··· RECORDED DATA ···

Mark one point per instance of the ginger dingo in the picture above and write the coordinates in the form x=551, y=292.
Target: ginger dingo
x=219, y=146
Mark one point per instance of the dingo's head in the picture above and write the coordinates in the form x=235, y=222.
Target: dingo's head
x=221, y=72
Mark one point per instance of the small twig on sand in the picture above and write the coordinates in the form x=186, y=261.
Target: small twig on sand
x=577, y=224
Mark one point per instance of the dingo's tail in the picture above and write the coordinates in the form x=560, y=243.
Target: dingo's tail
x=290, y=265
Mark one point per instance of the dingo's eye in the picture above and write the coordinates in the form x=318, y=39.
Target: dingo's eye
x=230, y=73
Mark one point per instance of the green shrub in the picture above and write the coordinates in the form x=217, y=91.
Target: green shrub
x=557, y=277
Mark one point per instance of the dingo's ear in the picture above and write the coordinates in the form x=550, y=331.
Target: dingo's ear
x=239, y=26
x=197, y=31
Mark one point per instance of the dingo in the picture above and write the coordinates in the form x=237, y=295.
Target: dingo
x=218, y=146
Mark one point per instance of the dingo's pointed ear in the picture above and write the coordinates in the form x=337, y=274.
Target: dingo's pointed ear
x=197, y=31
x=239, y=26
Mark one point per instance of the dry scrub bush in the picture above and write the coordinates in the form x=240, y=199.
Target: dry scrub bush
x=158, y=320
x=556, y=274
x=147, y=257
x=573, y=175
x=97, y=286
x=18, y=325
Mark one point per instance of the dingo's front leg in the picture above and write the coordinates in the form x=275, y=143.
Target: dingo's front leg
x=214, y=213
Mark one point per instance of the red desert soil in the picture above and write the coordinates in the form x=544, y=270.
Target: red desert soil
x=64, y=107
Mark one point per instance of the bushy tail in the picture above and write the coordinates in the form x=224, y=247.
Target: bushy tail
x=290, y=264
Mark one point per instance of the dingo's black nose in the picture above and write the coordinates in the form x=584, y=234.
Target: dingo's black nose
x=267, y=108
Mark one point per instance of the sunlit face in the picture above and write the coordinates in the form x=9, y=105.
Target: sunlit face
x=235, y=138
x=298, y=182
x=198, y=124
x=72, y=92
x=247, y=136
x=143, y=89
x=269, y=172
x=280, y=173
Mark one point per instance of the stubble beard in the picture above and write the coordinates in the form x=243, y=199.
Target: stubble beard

···

**YOUR TASK**
Search the data for the string "stubble" and copy every line where it appears.

**RESPONSE BOX**
Mark one point per instance of the stubble beard in the picture above and write the coordinates in the form x=243, y=199.
Target: stubble beard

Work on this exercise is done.